YOUR GOAL: Each entry below should be returned exactly as is, with the pictures removed.

----------

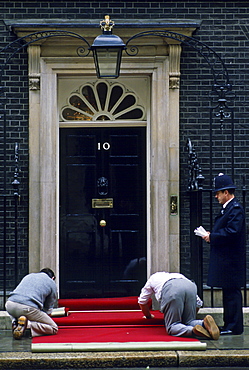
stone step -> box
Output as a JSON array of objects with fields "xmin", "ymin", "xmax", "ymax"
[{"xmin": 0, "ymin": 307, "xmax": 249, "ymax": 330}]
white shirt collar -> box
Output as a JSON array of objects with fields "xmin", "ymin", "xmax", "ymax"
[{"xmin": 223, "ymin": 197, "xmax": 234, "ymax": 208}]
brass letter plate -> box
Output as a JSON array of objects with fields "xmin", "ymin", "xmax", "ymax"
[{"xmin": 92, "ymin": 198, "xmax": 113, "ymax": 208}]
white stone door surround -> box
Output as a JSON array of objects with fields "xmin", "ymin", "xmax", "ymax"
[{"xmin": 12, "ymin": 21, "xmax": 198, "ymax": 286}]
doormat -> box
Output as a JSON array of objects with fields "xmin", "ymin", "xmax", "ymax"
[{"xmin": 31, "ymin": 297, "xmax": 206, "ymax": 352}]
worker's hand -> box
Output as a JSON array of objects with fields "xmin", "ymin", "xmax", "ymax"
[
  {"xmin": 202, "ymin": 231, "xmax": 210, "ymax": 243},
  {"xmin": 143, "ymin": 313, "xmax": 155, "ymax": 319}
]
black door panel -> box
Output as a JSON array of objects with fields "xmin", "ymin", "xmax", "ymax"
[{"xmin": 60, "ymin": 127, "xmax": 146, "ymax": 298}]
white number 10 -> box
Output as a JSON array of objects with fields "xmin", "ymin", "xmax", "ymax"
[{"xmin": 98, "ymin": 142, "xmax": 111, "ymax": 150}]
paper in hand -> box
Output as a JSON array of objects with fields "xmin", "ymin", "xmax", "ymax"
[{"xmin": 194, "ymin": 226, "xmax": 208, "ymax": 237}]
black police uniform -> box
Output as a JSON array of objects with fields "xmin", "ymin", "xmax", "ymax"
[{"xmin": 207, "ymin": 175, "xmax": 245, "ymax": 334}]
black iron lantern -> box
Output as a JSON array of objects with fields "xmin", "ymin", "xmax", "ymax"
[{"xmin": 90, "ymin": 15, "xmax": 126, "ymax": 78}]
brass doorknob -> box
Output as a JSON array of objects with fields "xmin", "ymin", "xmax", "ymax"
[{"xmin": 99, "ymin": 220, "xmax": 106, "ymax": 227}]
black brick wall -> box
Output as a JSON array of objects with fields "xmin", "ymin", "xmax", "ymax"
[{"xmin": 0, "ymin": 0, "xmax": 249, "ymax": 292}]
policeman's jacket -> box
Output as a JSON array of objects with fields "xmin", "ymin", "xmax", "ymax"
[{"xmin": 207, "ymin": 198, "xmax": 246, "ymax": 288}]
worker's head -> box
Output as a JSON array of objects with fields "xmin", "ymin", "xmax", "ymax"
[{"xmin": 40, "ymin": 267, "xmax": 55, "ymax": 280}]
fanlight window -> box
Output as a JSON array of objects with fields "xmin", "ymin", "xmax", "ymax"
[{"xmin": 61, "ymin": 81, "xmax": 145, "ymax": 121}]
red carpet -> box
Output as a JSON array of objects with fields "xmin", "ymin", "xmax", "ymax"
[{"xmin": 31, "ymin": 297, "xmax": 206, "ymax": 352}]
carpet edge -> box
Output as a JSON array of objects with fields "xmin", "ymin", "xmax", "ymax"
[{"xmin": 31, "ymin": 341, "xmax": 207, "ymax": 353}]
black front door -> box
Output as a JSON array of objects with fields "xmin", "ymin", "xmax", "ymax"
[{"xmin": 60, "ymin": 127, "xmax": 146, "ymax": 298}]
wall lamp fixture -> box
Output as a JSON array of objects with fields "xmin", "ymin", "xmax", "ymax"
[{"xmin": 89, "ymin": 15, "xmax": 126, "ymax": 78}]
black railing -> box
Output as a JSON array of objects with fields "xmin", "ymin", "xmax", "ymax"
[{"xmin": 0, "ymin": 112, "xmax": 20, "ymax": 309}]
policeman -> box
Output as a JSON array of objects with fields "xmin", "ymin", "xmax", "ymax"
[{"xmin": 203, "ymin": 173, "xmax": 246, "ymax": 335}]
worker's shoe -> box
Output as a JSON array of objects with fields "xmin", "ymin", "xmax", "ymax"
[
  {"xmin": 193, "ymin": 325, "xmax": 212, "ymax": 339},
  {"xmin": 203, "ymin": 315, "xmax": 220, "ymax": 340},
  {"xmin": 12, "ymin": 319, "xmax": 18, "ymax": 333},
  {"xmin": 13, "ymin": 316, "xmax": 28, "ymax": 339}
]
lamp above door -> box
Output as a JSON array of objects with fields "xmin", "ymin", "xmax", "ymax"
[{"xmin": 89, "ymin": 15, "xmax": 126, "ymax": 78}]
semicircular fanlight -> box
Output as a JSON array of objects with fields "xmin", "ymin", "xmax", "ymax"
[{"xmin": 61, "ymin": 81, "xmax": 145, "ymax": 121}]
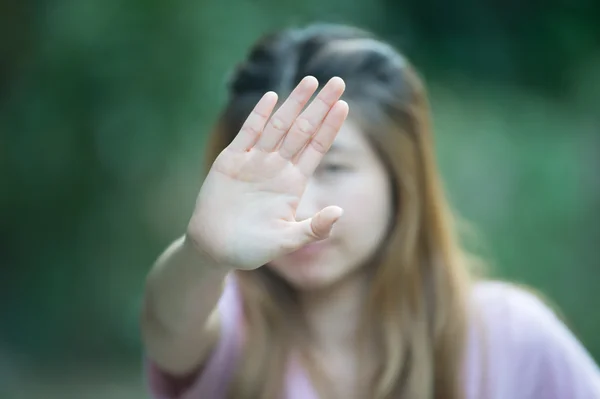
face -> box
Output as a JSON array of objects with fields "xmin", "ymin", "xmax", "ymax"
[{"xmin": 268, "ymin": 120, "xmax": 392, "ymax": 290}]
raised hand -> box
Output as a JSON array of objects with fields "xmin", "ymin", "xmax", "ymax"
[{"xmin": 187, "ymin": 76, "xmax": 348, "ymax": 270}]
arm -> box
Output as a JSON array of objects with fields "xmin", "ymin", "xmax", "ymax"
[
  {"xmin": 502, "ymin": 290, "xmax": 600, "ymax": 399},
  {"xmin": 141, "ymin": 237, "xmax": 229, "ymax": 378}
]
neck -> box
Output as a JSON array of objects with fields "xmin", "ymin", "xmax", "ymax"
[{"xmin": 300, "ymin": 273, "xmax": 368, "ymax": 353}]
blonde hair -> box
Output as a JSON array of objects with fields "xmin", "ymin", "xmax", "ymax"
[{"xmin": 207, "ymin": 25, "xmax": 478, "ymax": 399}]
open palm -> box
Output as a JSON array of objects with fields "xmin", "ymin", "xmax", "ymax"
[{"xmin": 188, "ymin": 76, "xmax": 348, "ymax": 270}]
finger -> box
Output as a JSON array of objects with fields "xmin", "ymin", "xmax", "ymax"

----------

RESULT:
stone step -> box
Output as a JSON array of objects with fields "xmin", "ymin", "xmax", "ymax"
[{"xmin": 0, "ymin": 307, "xmax": 249, "ymax": 330}]
white shirt collar -> box
Output as a JSON array of objects with fields "xmin", "ymin", "xmax", "ymax"
[{"xmin": 223, "ymin": 197, "xmax": 234, "ymax": 208}]
brass letter plate -> box
Output as a JSON array of objects with fields "xmin", "ymin", "xmax", "ymax"
[{"xmin": 92, "ymin": 198, "xmax": 113, "ymax": 208}]
white stone door surround -> box
Output as a JSON array of objects with fields "xmin", "ymin", "xmax", "ymax"
[{"xmin": 12, "ymin": 21, "xmax": 198, "ymax": 286}]
doormat -> box
Output as a JSON array of objects with fields "xmin", "ymin", "xmax", "ymax"
[{"xmin": 31, "ymin": 297, "xmax": 206, "ymax": 352}]
worker's hand -> box
Output as a JSON array of objects with fields "xmin", "ymin", "xmax", "ymax"
[
  {"xmin": 202, "ymin": 231, "xmax": 210, "ymax": 243},
  {"xmin": 143, "ymin": 313, "xmax": 155, "ymax": 319}
]
black door panel -> box
Output as a JSON array of objects with fields "xmin", "ymin", "xmax", "ymax"
[{"xmin": 60, "ymin": 127, "xmax": 146, "ymax": 298}]
white number 10 -> box
Output as a JSON array of objects with fields "xmin", "ymin", "xmax", "ymax"
[{"xmin": 98, "ymin": 142, "xmax": 111, "ymax": 150}]
paper in hand -> box
Output as a JSON array of objects with fields "xmin", "ymin", "xmax", "ymax"
[{"xmin": 194, "ymin": 226, "xmax": 208, "ymax": 237}]
black police uniform -> box
Output as a JSON array of objects with fields "xmin", "ymin", "xmax", "ymax"
[{"xmin": 207, "ymin": 175, "xmax": 245, "ymax": 334}]
black iron lantern -> box
Output as a JSON array of objects with fields "xmin", "ymin", "xmax", "ymax"
[{"xmin": 90, "ymin": 15, "xmax": 126, "ymax": 78}]
brass doorknob -> box
Output as a JSON array of objects with fields "xmin", "ymin", "xmax", "ymax"
[{"xmin": 99, "ymin": 220, "xmax": 106, "ymax": 227}]
black brick wall -> box
Output as a JSON array of objects with fields "xmin", "ymin", "xmax", "ymax"
[{"xmin": 0, "ymin": 0, "xmax": 249, "ymax": 292}]
policeman's jacket -> box
Output as a JSON array of objects with fields "xmin", "ymin", "xmax", "ymax"
[{"xmin": 207, "ymin": 198, "xmax": 246, "ymax": 288}]
worker's head -> box
Output as a JSON array of objects with fields "xmin", "ymin", "xmax", "ymax"
[{"xmin": 40, "ymin": 267, "xmax": 55, "ymax": 280}]
fanlight window -> box
Output as a JSON array of objects with fields "xmin", "ymin", "xmax", "ymax"
[{"xmin": 61, "ymin": 81, "xmax": 145, "ymax": 121}]
red carpet -> box
Output as a JSON array of objects with fields "xmin", "ymin", "xmax", "ymax"
[{"xmin": 31, "ymin": 297, "xmax": 206, "ymax": 352}]
carpet edge -> box
Output as a JSON array of objects with fields "xmin", "ymin", "xmax", "ymax"
[{"xmin": 31, "ymin": 341, "xmax": 207, "ymax": 353}]
black front door -> box
Output as a JSON array of objects with fields "xmin", "ymin", "xmax", "ymax"
[{"xmin": 60, "ymin": 127, "xmax": 146, "ymax": 298}]
wall lamp fixture -> box
Output as a JSON array of objects with fields "xmin", "ymin", "xmax", "ymax"
[{"xmin": 89, "ymin": 15, "xmax": 126, "ymax": 78}]
black railing -> box
Output as a JSON array of objects with fields "xmin", "ymin", "xmax", "ymax"
[{"xmin": 0, "ymin": 112, "xmax": 20, "ymax": 309}]
policeman -> box
Output as a JSON array of objects with fields "xmin", "ymin", "xmax", "ymax"
[{"xmin": 203, "ymin": 173, "xmax": 246, "ymax": 335}]
worker's shoe -> box
Output as a JSON array of objects with fields "xmin", "ymin", "xmax", "ymax"
[
  {"xmin": 193, "ymin": 325, "xmax": 212, "ymax": 339},
  {"xmin": 203, "ymin": 315, "xmax": 220, "ymax": 340},
  {"xmin": 12, "ymin": 319, "xmax": 18, "ymax": 333},
  {"xmin": 13, "ymin": 316, "xmax": 28, "ymax": 339}
]
lamp above door -> box
Output as a JSON array of objects with fields "xmin", "ymin", "xmax", "ymax"
[{"xmin": 89, "ymin": 15, "xmax": 126, "ymax": 78}]
semicircular fanlight -> box
Output as a JSON array of objects with fields "xmin", "ymin", "xmax", "ymax"
[{"xmin": 61, "ymin": 81, "xmax": 145, "ymax": 121}]
face -> box
Output as a JSON array of objects with fields "xmin", "ymin", "xmax", "ymax"
[{"xmin": 268, "ymin": 120, "xmax": 392, "ymax": 290}]
raised hand -> box
Output as a JSON array of objects with fields "xmin", "ymin", "xmax", "ymax"
[{"xmin": 187, "ymin": 76, "xmax": 348, "ymax": 270}]
arm -> box
Output as a JSON array of objects with fields "xmin", "ymin", "xmax", "ymax"
[
  {"xmin": 502, "ymin": 290, "xmax": 600, "ymax": 399},
  {"xmin": 141, "ymin": 237, "xmax": 229, "ymax": 378}
]
neck -> box
Output as a JSON array of objects with fields "xmin", "ymin", "xmax", "ymax"
[{"xmin": 300, "ymin": 273, "xmax": 368, "ymax": 353}]
blonde hair -> box
Output as a JSON array of objects with fields "xmin", "ymin", "xmax", "ymax"
[{"xmin": 207, "ymin": 25, "xmax": 478, "ymax": 399}]
open palm -> box
Output as a JSON array of objects with fields "xmin", "ymin", "xmax", "ymax"
[{"xmin": 188, "ymin": 76, "xmax": 348, "ymax": 270}]
finger -> box
Output as a JSON array of objects with fields "xmin", "ymin", "xmax", "ymax"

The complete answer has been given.